Text-to-region grounding data
===============

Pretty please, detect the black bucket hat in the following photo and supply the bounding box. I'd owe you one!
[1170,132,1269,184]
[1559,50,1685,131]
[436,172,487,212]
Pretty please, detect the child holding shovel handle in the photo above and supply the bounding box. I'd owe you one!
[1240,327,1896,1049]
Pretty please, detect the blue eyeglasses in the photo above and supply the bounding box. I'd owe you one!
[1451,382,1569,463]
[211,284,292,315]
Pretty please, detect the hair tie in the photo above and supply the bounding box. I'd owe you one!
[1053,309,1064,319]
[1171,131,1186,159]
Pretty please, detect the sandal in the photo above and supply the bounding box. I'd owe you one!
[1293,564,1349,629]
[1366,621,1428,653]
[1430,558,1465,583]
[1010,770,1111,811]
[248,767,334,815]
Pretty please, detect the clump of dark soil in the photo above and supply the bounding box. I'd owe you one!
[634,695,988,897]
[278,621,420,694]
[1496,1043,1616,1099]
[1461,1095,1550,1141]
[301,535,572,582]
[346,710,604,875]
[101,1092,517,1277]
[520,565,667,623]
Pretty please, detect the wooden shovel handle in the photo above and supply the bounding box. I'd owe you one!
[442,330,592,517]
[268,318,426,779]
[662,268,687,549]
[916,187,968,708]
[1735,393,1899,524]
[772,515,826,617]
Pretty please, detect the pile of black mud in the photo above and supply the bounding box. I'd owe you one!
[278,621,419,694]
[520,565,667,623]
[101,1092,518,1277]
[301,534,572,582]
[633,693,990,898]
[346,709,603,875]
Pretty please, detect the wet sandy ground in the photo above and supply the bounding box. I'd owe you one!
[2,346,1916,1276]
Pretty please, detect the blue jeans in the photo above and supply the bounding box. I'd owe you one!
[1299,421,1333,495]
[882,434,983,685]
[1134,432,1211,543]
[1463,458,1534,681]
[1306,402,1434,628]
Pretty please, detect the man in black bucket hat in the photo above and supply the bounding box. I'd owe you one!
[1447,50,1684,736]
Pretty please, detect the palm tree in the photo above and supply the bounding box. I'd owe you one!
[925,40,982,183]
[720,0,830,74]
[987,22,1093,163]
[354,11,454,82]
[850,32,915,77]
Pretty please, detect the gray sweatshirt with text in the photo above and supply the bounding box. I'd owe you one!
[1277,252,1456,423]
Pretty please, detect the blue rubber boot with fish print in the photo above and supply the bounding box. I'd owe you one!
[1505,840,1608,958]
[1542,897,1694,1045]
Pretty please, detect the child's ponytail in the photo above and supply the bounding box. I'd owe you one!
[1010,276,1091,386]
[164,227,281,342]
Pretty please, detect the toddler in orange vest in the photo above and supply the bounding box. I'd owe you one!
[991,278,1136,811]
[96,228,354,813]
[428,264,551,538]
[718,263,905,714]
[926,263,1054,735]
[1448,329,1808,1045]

===============

## Exercise directions
Output the records above in full, with nothing altered.

## Task output
Pretty please, detect the black bucket hat in the following photo and supply the bounding box. I'd owe you one!
[1170,132,1269,184]
[1559,50,1685,131]
[436,172,487,212]
Pretty please, detect the child holding shovel handle in the photo above and supply the bounding box. I'd owe you one!
[1240,327,1896,1049]
Pretty please, detect the blue eyeglasses in the photo above and supply the bounding box. I'd owe you one!
[1451,382,1569,463]
[211,284,292,315]
Pretty please, detect the hair tie in the photo above and supply the bounding box. I'd owe you one!
[1053,309,1064,319]
[1171,131,1186,159]
Pretty please, detect the sandal in the photo above and supply the bounding box. I'd owe you one!
[1293,564,1349,629]
[1366,621,1428,653]
[1430,558,1465,583]
[1010,770,1111,811]
[248,767,334,815]
Pretty please, detect the clump of dark soil in the photo above and supply the bounding box. I'd owe you one!
[634,695,988,897]
[278,621,420,694]
[1496,1043,1616,1099]
[1461,1095,1550,1141]
[301,535,572,582]
[346,710,604,875]
[101,1092,517,1277]
[520,565,667,623]
Pretty please, detect the wooden shovel handle in the photo above and supply the bounding box. I'd owe you one!
[442,330,592,517]
[268,318,426,779]
[662,268,687,549]
[916,187,968,708]
[1735,393,1899,524]
[772,515,826,617]
Pretty please, detect the pile of black mud in the photo above and supply the bounding box. I'd owe you one!
[278,621,419,694]
[520,565,667,623]
[101,1092,518,1277]
[301,534,572,582]
[633,693,990,898]
[346,709,603,875]
Pretty please, detect the wet sandy ground in the photo above and supply the bounding box. I'd owe you one!
[2,346,1916,1276]
Pretty please, detect the blue jeans in the photo above and supply the bounding box. I'd owe you one!
[1299,421,1333,495]
[882,434,983,685]
[1134,432,1211,543]
[1463,458,1534,681]
[1306,402,1434,628]
Pretty please, detect the man in black bucket hat in the photo above and supply the bounding box. I'd owe you one!
[1447,50,1684,736]
Pretty please, detect the palm tree in the photo above and supply the bounding box. I'd owe you one!
[925,40,982,183]
[720,0,830,74]
[987,22,1093,163]
[354,11,454,82]
[850,32,915,77]
Pretty please, detect the gray sweatshirt with text in the photo above and supply the bounding box. I'd owe you one!
[1277,252,1456,423]
Pretty please, detect the blue rubber boot with fish print in the photo above and supply the bounding box. I'd owe you one!
[1505,840,1608,958]
[1542,897,1694,1045]
Pretty please, detect the child's ponytail in the photo above and supply the bounding box. I'd owe you one!
[1010,276,1091,386]
[164,227,281,342]
Pretty please, detect the toddler in orange vest in the photo above and supply the bounding box. I'd owe you one!
[991,278,1136,811]
[96,228,354,813]
[428,264,551,538]
[718,263,905,714]
[926,263,1054,735]
[1448,329,1808,1045]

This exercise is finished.